In a 1939 essay that aided the 20th century revival of Dickens’s literary reputation, Edmund Wilson blamed the lack of “serious attention” from British biographers, scholars, or critics on the fact that Dickens “has become for the English middle class so much one of the articles of their creed — a familiar joke, a favourite dish, a Christmas ritual — that it is difficult for British pundits to see in him the great artist and social critic that he was.”

Although Dickens meant more to Ethel and Bertie than “a familiar joke,” our trip to the Dickens Maypole fits with the “favorite dish” and “Christmas ritual” stereotype Wilson has in mind. But when I think of the way they opened their home to me and my father, it’s clear that Ethel and Bertie were themselves Dickensian, in the best sense of that hugely inclusive term. They were just the sort of warm, caring, pure-of-heart people who would have given refuge and nourishment to David Copperfield or Oliver Twist or Little Nell and her grandfather.

********************

TASK A → Rewrite the paragraph of the Dickens passage above that begins "Although Dickens meant more" in a shorter form, keeping its main facts.
TASK B → Retype, word for word, the portion of the Dickens passage above that opens with the words containing "Although Dickens meant" and closes with "and her grandfather.".

********************

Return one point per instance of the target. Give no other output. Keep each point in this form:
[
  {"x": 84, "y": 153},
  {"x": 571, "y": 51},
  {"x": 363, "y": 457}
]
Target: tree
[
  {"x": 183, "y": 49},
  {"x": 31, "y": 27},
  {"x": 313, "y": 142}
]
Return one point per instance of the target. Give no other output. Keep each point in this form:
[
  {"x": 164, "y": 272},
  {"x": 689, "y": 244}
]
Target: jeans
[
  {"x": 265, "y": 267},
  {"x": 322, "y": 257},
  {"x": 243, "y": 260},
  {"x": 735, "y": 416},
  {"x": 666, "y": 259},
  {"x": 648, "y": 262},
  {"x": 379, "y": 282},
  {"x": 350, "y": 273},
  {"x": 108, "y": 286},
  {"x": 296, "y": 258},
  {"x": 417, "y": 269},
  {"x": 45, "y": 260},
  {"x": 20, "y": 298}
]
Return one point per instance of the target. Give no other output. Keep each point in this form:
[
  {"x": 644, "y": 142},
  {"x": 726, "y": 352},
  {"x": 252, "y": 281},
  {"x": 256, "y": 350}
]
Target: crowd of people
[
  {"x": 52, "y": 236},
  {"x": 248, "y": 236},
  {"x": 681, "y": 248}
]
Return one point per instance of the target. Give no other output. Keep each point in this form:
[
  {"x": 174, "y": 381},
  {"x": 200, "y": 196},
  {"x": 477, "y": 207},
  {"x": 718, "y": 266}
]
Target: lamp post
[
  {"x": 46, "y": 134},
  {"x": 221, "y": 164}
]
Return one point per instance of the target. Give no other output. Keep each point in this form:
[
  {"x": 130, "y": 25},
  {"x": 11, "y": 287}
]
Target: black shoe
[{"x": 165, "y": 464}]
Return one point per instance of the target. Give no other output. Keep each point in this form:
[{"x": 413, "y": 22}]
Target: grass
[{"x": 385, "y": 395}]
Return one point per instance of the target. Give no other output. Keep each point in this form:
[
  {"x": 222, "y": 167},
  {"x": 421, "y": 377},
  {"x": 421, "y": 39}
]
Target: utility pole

********************

WRITTEN SOLUTION A → To Ethel and Bertie, Dickens was more than "a familiar joke," yet the trip to the Dickens Maypole matches Wilson's "favorite dish" and "Christmas ritual" stereotype. Still, the way they welcomed the writer and the writer's father into their home shows they were Dickensian in the best sense: warm, caring, pure-of-heart people who would have sheltered and fed David Copperfield, Oliver Twist, or Little Nell and her grandfather.

WRITTEN SOLUTION B →
Although Dickens meant more to Ethel and Bertie than “a familiar joke,” our trip to the Dickens Maypole fits with the “favorite dish” and “Christmas ritual” stereotype Wilson has in mind. But when I think of the way they opened their home to me and my father, it’s clear that Ethel and Bertie were themselves Dickensian, in the best sense of that hugely inclusive term. They were just the sort of warm, caring, pure-of-heart people who would have given refuge and nourishment to David Copperfield or Oliver Twist or Little Nell and her grandfather.